In their motion, the Bank Policy Institute and the Clearing House Association argue associational standing on behalf of the financial institutions they represent who are directly regulated by Regulation II and whose interests will not be adequately represented by the FRB. Associational standing allows an association representing members with standing to bring the case to court. To satisfy the requirements for associational standing, they must show that “(a) its members would otherwise have standing to sue in their own right; (b) the interests it seeks to protect are germane to the organization’s purpose; and (c) neither the claim asserted nor the relief requested requires the participation of individual members in the lawsuit.” Kuehl v. Sellner, 887 F.3d 845, 851 (8th Cir. 2018).

= WORK INSTRUCTION 1 =
For each statement, say whether it agrees with the passage on associational standing, and quote the exact words that decide it.
(a) The Bank Policy Institute and the Clearing House Association filed the motion.
(b) The associations say the FRB will adequately represent their members' interests.
(c) The quoted requirements come from a 2018 Eighth Circuit case.
= WORK INSTRUCTION 2 =
Rewrite the paragraph beginning "In their motion" from the passage on associational standing as a shorter list that keeps its main facts.
The listing that comes next is not needed for any of this work.

[Records from a dataset]

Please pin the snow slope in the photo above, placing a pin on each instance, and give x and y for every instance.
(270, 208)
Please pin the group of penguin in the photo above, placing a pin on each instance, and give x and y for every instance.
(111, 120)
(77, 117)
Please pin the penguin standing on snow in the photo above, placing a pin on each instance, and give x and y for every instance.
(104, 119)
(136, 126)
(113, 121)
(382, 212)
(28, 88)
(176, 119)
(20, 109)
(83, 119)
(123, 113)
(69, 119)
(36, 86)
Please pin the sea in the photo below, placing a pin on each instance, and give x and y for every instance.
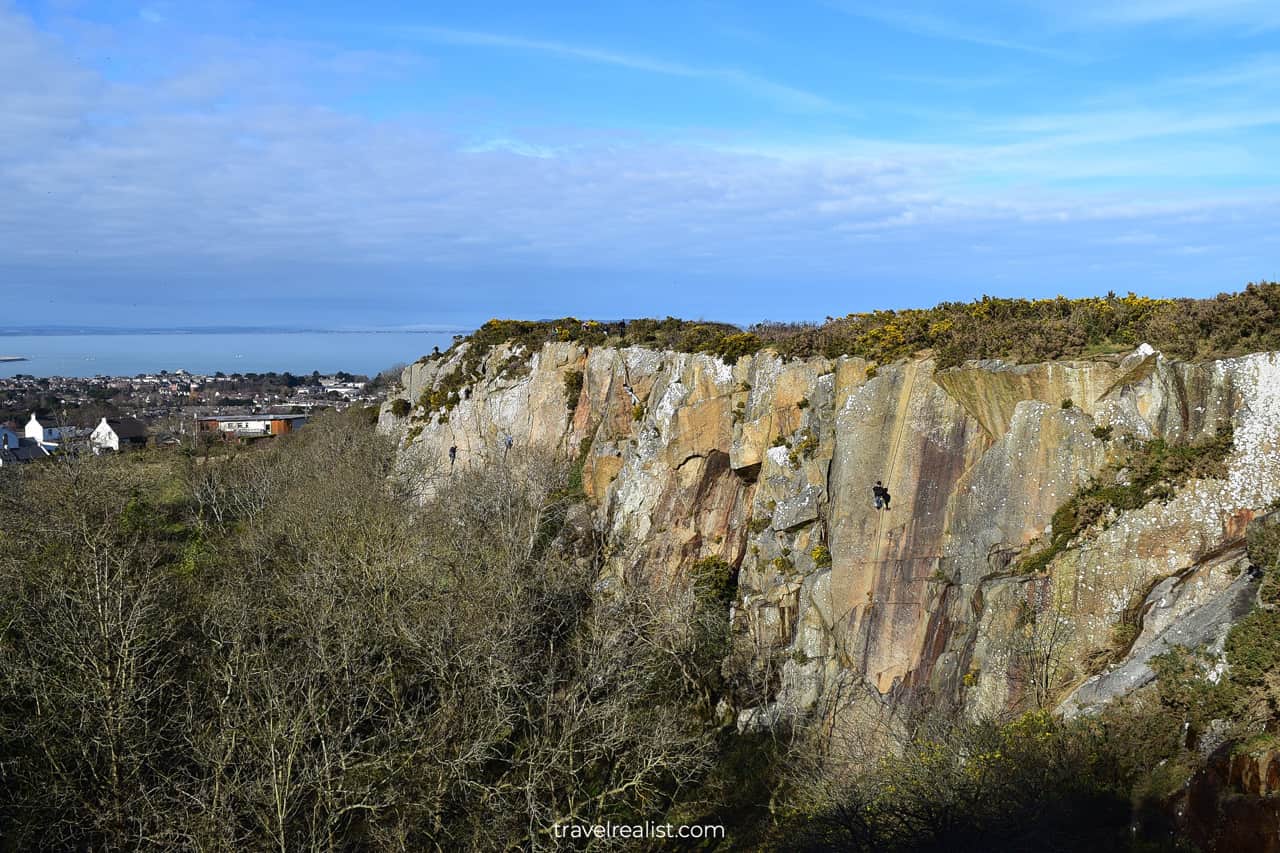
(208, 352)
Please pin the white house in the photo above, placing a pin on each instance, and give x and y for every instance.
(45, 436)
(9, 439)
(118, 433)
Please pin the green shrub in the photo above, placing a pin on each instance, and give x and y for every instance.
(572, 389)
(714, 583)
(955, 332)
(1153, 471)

==

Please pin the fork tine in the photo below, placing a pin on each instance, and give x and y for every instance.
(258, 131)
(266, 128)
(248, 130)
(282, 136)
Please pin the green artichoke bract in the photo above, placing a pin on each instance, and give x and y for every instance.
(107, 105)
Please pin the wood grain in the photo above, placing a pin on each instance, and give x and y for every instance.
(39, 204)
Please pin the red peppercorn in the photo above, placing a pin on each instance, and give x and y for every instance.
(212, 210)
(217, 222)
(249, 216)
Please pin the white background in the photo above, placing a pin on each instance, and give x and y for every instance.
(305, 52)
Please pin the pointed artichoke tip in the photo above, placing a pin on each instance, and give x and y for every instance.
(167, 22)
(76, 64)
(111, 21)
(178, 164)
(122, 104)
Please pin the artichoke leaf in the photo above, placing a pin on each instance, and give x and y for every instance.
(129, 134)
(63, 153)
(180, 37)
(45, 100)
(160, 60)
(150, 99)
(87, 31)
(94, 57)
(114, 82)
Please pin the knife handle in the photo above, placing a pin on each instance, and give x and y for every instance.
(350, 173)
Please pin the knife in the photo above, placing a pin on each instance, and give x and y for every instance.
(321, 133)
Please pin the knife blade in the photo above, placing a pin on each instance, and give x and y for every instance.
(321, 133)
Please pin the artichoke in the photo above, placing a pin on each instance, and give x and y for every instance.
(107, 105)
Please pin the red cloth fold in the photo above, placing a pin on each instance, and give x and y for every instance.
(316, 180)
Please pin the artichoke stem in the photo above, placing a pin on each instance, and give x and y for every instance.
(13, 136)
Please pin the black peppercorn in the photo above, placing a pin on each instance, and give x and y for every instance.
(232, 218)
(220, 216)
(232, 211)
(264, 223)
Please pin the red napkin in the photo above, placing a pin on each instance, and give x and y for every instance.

= WRITTEN RESPONSE 1 =
(a) Yes: "In their motion, the Bank Policy Institute and the Clearing House Association argue associational standing"
(b) No: "whose interests will not be adequately represented by the FRB"
(c) Yes: "Kuehl v. Sellner, 887 F.3d 845, 851 (8th Cir. 2018)"

= WRITTEN RESPONSE 2 =
- The Bank Policy Institute and the Clearing House Association claim associational standing in their motion.
- They act for financial institutions that Regulation II directly regulates and whose interests the FRB will not adequately represent.
- Associational standing lets an association whose members have standing bring a case to court.
- According to Kuehl v. Sellner, 887 F.3d 845, 851 (8th Cir. 2018), the association must show three things:
  - Its members could sue in their own right.
  - The interests it protects are germane to its purpose.
  - Neither the claim nor the relief requires individual members to take part in the lawsuit.